TEXT PASSAGE |
§ §
For me, one core aspect of this book was calling out the flawed model of writing our school system sold us. That flawed model produced so much shame for myself over the years simply because I wasn't able to deliver on that flawed model. Breaking that pattern for myself has opened the floodgates for me.

Highlighted Quotes

  • Page 16: If we work in an environment that is flexible enough to accommodate our work rhythm, we don’t need to struggle with resistance.
  • Page 16: success is not the result of strong willpower and the ability to overcome resistance, but rather the result of smart working environments that avoid resistance in the first place
  • Page 17: Intuitively, most people do not expect much from simple ideas.
  • Page 20: We need a reliable and simple external structure to think in that compensates for the limitations of our brains.
  • Page 22: Writing is, without dispute, the best facilitator for thinking, reading, learning, understanding and generating ideas we have.
  • Page 22: You have to externalise your ideas, you have to write.
  • Page 22: If we write, it is more likely that we understand what we read and remember what we learn and that our thoughts make sense.
  • Page 22: Thinking, reading, learning, understanding and generating ideas is the main work of everyone who studies, does research or writes. If you write to improve all of these activities, you have a strong tailwind going for you. If you take your notes in a smart way, it will propel you forward.
  • Page 22: Always have something at hand to write with to capture every idea that pops into your mind.
  • Page 24: Do not brainstorm for a topic. Look into the slip-box instead to see where chains of notes have developed and ideas have been built up to clusters.
§ §
ENTRIES |
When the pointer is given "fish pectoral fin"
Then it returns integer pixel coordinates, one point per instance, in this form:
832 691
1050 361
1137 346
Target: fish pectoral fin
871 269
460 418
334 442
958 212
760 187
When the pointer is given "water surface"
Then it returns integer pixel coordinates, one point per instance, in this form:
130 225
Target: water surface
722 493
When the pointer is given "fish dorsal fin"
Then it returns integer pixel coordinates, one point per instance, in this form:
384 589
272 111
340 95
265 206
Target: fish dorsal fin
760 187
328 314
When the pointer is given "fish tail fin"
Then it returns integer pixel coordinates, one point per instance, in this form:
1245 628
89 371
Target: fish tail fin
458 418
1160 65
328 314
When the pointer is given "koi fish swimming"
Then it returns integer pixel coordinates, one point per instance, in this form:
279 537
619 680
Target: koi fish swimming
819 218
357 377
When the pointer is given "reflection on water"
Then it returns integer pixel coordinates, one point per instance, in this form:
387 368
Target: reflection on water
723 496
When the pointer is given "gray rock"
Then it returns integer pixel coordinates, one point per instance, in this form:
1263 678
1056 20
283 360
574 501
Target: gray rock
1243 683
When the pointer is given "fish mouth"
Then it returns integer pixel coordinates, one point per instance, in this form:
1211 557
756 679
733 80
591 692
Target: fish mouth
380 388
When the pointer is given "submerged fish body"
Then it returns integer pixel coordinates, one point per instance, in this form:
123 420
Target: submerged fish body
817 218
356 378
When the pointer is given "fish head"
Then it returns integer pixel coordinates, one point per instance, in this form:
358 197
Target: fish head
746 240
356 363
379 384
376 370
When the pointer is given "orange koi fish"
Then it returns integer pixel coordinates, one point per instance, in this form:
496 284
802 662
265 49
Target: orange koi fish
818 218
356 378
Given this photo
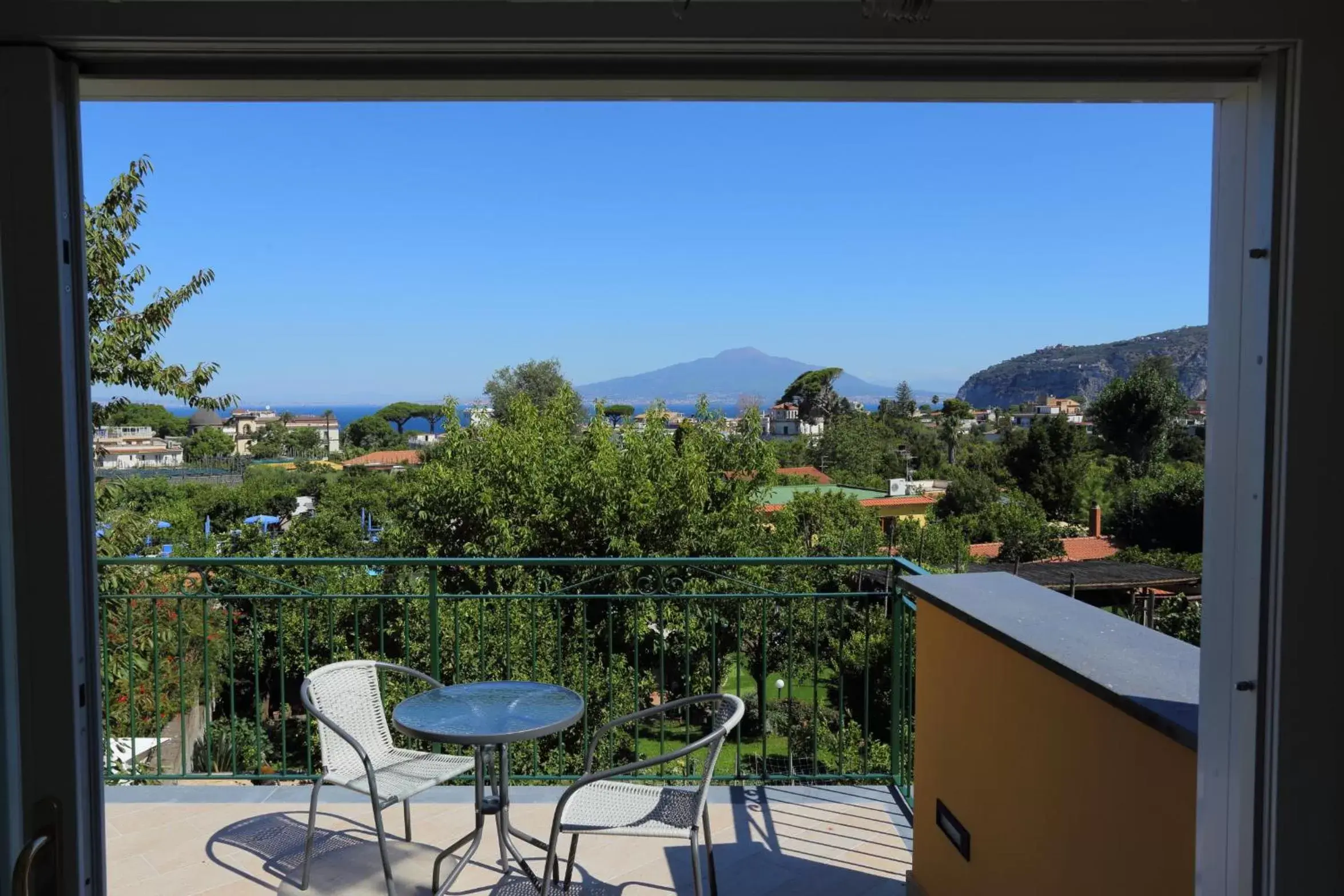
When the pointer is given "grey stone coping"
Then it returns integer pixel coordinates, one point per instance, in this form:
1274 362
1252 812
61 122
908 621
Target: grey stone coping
1146 674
§ §
PROBLEM 1 | In the book notes, copy the passage that begins at the words "Highlighted Quotes" and stops after the words "struggle with resistance.".
PROBLEM 2 | Using the book notes, state whether each statement agrees with them, answering yes or no and quoting the exact deciding words. (a) The writer says the flawed model of writing brought them shame over the years. (b) The page 17 quote says most people expect a great deal from simple ideas. (c) The page 24 quote recommends brainstorming for a topic.

TASK SOLUTION 1 |
Highlighted Quotes

  • Page 16: If we work in an environment that is flexible enough to accommodate our work rhythm, we don’t need to struggle with resistance.

TASK SOLUTION 2 |
(a) Yes: "That flawed model produced so much shame for myself over the years"
(b) No: "Intuitively, most people do not expect much from simple ideas."
(c) No: "Do not brainstorm for a topic."